[Entries from a point annotation set]

==============================

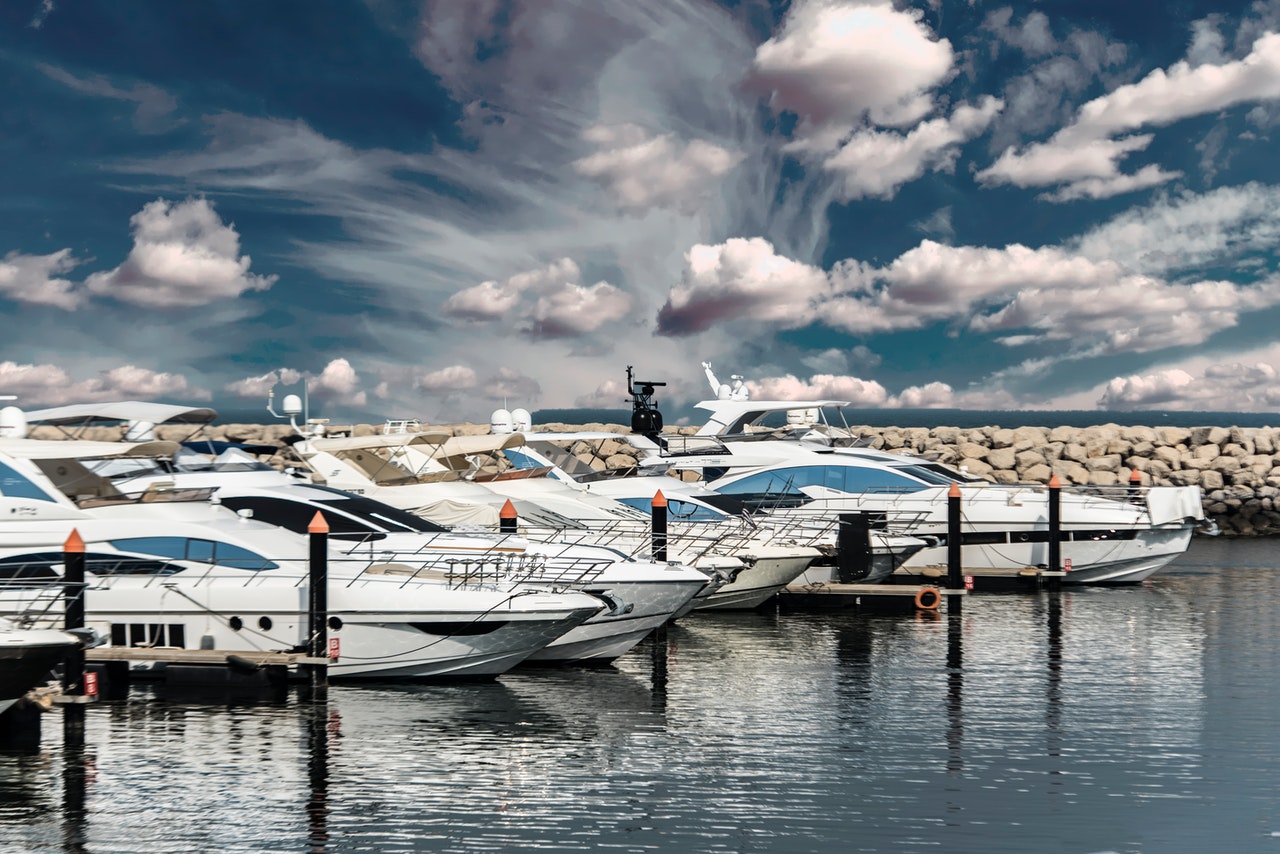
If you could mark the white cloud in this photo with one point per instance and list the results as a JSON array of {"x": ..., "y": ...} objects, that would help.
[
  {"x": 37, "y": 386},
  {"x": 1086, "y": 155},
  {"x": 483, "y": 302},
  {"x": 42, "y": 12},
  {"x": 1230, "y": 387},
  {"x": 609, "y": 394},
  {"x": 510, "y": 384},
  {"x": 337, "y": 378},
  {"x": 1022, "y": 293},
  {"x": 1188, "y": 231},
  {"x": 575, "y": 310},
  {"x": 337, "y": 382},
  {"x": 560, "y": 306},
  {"x": 837, "y": 64},
  {"x": 828, "y": 387},
  {"x": 640, "y": 170},
  {"x": 877, "y": 163},
  {"x": 255, "y": 387},
  {"x": 33, "y": 278},
  {"x": 453, "y": 378},
  {"x": 741, "y": 278},
  {"x": 182, "y": 256},
  {"x": 155, "y": 106},
  {"x": 931, "y": 396}
]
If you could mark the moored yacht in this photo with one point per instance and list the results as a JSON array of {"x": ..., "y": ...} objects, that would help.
[
  {"x": 807, "y": 465},
  {"x": 639, "y": 594},
  {"x": 170, "y": 569}
]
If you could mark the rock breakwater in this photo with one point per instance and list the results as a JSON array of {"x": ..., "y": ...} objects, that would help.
[{"x": 1237, "y": 469}]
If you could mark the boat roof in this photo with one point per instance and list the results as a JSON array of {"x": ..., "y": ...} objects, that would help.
[
  {"x": 85, "y": 450},
  {"x": 380, "y": 441},
  {"x": 732, "y": 415},
  {"x": 122, "y": 411}
]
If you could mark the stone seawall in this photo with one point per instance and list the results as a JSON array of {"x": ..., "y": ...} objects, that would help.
[{"x": 1237, "y": 469}]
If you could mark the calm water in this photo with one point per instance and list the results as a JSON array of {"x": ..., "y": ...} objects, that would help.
[{"x": 1109, "y": 720}]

==============================

Could you rewrite the listing above with "one point per instance" replaced by "a single point for each instance" everywhere and nothing else changed? Leave the pictures out.

## WRITTEN REPLY
If you could mark the white cloud in this photo with a single point for each instance and list the results as a JSON array of {"x": ..., "y": ...} objects, that would help.
[
  {"x": 37, "y": 386},
  {"x": 1086, "y": 155},
  {"x": 483, "y": 302},
  {"x": 42, "y": 12},
  {"x": 1230, "y": 387},
  {"x": 609, "y": 394},
  {"x": 510, "y": 384},
  {"x": 337, "y": 378},
  {"x": 1022, "y": 293},
  {"x": 1188, "y": 231},
  {"x": 575, "y": 310},
  {"x": 337, "y": 382},
  {"x": 560, "y": 306},
  {"x": 837, "y": 64},
  {"x": 828, "y": 387},
  {"x": 640, "y": 170},
  {"x": 877, "y": 163},
  {"x": 255, "y": 387},
  {"x": 33, "y": 278},
  {"x": 453, "y": 378},
  {"x": 741, "y": 278},
  {"x": 182, "y": 256},
  {"x": 155, "y": 106},
  {"x": 931, "y": 396}
]
If you could mark the moored yacht in this photo with a single point for each instance and list the results as a JSON array of {"x": ..., "y": ...} objects, that would help.
[
  {"x": 807, "y": 465},
  {"x": 639, "y": 594},
  {"x": 170, "y": 569}
]
If you could mark the rock breakwater in this photo with a single point for each instance and list the results as a JSON array of {"x": ..., "y": ...} objects, that would help.
[{"x": 1237, "y": 469}]
If you could mark the boat roof in this photo with a single point for each instance and list the results as a JSON array of {"x": ..., "y": ...} objects, that would help.
[
  {"x": 85, "y": 450},
  {"x": 380, "y": 441},
  {"x": 732, "y": 415},
  {"x": 122, "y": 411}
]
If you could mark the stone seawall in this photo with a single point for each instance and list the results as a JSON array of {"x": ..., "y": ...} objects, that would help.
[{"x": 1237, "y": 469}]
If you could mark the calm water in this photo with a single point for each instance and list the results as a JSON array of {"x": ..., "y": ...} objects, that would help.
[{"x": 1109, "y": 720}]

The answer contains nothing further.